# [INSTRUCTIONS]
1. In the text about the Wanda complex in Hohhot, which store does the mall lack, sending shoppers to Victory instead?
2. Write the next few paragraphs of the text about the Wanda complex in Hohhot, picking up right after its final sentence.

# [QUOTED PASSAGE]
____

A Tour of Wanda: The Center of Hohhot!

Wanda

Shopping malls dot the map all over China as a symbol of growing cities and more global influence over the culture. It is always a bit funny to wander China and see giant posters of Lebron James, Justin Bieber and George Clooney everywhere next to KFCs and Stradivarius stores. Shopping malls are usually a nice escape for foreigners go back home for a few hours, enjoy a movie in English and familiar food.

A local television commercial calls the Wanda complex in Hohhot the center of the city! with the loud voice reserved for monster truck rallies back home. My wife always rolls her eyes when she hear this because it is far from the geographical center of the city. Despite this I do find myself at Wanda a lot.

The Wanda area of coWandaurse has the Wanda Shopping Mall but also has several large cookie cutter apartment complexes, in classic China fashion, right behind it. There are a few schools in the vicinity as well as some international businesses so there are clusters of foreigners that live in these complexes.

It is where I work, amazingly my wife as well works next door to the complex, a lot of my friends live in the apartments behind Wanda and in general there just seems to be a lot going on all the time. Im not saying Wanda is busier than the areas near other shopping malls such as Victory or City Mall/Mo Er Cheng but when combined with everything else Wanda does give off the air of being the center of the city.

To start the Wanda mall itself is 3 stories with a very large ground plan. It alone dwarfs most shopping malls outside of the largest cities in the United States. There is a supermarket, multi-screen cinema, all of the major fashion outlets including Zara, Pull & Bear and Levis (the only notable exception is H&M, youll have to go to Victory for that), several electronics and phone outlets and an entire floor of Chinese and other Asian themed restaurants. Pizza Hut, McDonalds and KFC each have a two story representation to round out your belly.

Behind the mall is where the fun begins. Its referred to by most people I know from the area as Waking Street although signs call it King Street. Once you exit the back door you will find a never ending stream of places to eat. Your standard dry pot and hot pot places dot everywhere with different degrees of price and quality along with neverending noodle shops and other Asian ethnic cuisine like Korean and Japanese.

Wanda

Inner Mongolia is famous for its BBQ cuisine and it shows at night when the streets behind Wanda come alive with charcoal. While Beijing shuts down by 9:30 Hohhot stays up all night. Everyone chomps down on metal skewers and washes it down with cheap beer. Every third establishment it seems will bring out their grill pits and you can feel free to pull up a cheap plastic chair anywhere you want and order round after round of burnt pork, chicken and mutton sticks as well as mushrooms, tofu and noodles until the sun comes up.

There are more than enough Mahjong parlors, KTV clubs and billiard joints lining the street to wander into to keep things interesting.

Because of the cluster of foreigners as well as being the center of the city Wanda has some of the more famous Western style eateries. Now, I love Chinese food and I love saving money even more so I frequent these places less than some, but we all get a little homesick eventually.

____

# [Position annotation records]
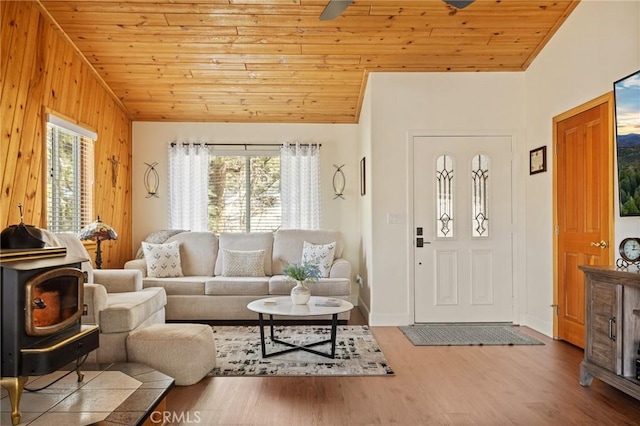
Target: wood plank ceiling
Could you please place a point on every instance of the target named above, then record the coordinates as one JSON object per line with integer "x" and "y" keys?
{"x": 274, "y": 61}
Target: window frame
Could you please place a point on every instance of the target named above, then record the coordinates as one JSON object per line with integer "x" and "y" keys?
{"x": 85, "y": 177}
{"x": 262, "y": 151}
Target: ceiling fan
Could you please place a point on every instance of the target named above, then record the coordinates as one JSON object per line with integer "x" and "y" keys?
{"x": 334, "y": 8}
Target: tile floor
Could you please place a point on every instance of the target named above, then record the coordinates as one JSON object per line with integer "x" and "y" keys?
{"x": 111, "y": 394}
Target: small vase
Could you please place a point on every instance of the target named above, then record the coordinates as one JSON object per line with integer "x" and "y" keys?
{"x": 300, "y": 294}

____

# [ANSWERS TO THE EXERCISES]
1. H&M

2.
I met my first little group of expat acquaintances when I arrived in Hohhot at Piri Piri, an (as far as I can tell) unlicensed rip off a famous South African based chain, Nandos. It specializes in burgers, wraps, chicken and deep fried Western staples as well as a few vegetarian meals. The service is very good, English friendly, prices just about right (35 RMB for a burger, little more for the french fries, Western prices) and the atmosphere is a cut above the noodle shops I tend to frequent.

Wanda

Next door to Piri Piri is Marc Starry Diner. I am a big fan of Marc Starry and I think the food is delicious. They have pizzas, brugers, pasta dishes, it tends to feel like a more formal experience with large booths and a million fake plants everywhere. It is of course pricier but they actually know how to make spaghetti (hint, dont use brown wheat noodles). Marc Starrey is a place to take a date on a Friday night after work with its calm interior.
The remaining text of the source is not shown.